[Point-based annotation data]

## Begin

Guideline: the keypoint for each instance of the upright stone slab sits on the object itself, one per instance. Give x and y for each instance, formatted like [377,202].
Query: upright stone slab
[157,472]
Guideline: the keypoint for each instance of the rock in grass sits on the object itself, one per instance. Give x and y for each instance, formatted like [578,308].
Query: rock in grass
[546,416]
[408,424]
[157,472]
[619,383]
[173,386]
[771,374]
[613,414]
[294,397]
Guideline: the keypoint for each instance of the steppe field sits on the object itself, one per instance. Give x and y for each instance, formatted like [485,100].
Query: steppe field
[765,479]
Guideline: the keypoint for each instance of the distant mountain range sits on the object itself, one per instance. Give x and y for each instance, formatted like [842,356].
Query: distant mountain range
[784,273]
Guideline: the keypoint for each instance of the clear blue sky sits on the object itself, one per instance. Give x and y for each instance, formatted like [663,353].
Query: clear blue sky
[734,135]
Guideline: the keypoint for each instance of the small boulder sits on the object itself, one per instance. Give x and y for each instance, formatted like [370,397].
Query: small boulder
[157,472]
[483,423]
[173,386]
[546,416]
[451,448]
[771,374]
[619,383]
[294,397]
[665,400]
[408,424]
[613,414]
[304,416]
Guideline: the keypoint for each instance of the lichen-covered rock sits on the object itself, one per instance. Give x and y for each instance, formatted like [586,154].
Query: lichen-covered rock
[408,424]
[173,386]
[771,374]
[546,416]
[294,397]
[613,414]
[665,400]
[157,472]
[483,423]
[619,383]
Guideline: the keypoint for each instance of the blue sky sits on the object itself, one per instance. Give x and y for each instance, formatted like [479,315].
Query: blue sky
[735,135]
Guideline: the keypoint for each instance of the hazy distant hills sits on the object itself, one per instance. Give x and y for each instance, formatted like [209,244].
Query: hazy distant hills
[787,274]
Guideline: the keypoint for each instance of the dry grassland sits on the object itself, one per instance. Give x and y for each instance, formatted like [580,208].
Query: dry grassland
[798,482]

## End

Arrange the rows above as a two-column CSV with the header names instruction and points, giving one line per row. Put each row's full text and its answer in their own quoted fields, and replace any line breaks with spaces.

Result for this exercise =>
instruction,points
"Guideline: the keypoint for each instance of the upright stone slab sits on the object itself, one per instance. Give x and y for each instance, formatted like [377,202]. Query: upright stone slab","[157,472]"
"Guideline: the keypoint for each instance of the rock in grass sits on the object itself, one per instance. Give x and y for each instance, formatted like [578,308]. Query: rock in grass","[546,416] [408,424] [157,472] [619,383] [173,386] [771,374] [613,414] [294,397]"
"Guideline: the keypoint for each instance of the steppe field sits on the object itself, one per instance. Give x and y for each instance, formatted like [485,100]. Query: steppe field","[765,479]"
"Guideline: the keypoint for each instance of the distant mountain range sits on the object itself, one per instance. Give x and y for each instance, formatted like [842,356]. Query: distant mountain range","[784,273]"
"Guideline: the keypoint for each instance of the clear blue sky sits on the object itself, one per instance. Give x and y for each instance, formatted like [663,353]. Query: clear blue sky","[734,135]"
"Guideline: the keypoint for each instance of the small boulder sits on the object itself, one per instance. Give x and y for each instance, formatted like [370,397]. Query: small boulder","[157,472] [483,423] [173,386] [546,416] [451,448] [771,374] [619,383] [294,397] [665,400] [408,424] [613,414] [304,416]"
"Guideline: the keypoint for each instance of the lichen-covered rock sits on the object itself, one per instance. Give x and y for each instance, formatted like [586,154]. Query: lichen-covered rock","[408,424] [173,386] [771,374] [546,416] [294,397] [613,414] [665,400] [157,472] [483,423] [619,383]"
"Guideline: the keypoint for each instance of the blue sky sits on the object itself, one per instance. Give x and y for each instance, formatted like [479,315]. Query: blue sky","[735,135]"
"Guideline: the keypoint for each instance of the hazy distant hills sits on the object itself, one per instance. Give x and y for each instance, formatted like [209,244]. Query: hazy distant hills","[787,274]"
"Guideline: the keypoint for each instance of the dry grassland sits on the object itself, one per instance. Give x and y for each instance, formatted like [580,208]. Query: dry grassland","[798,482]"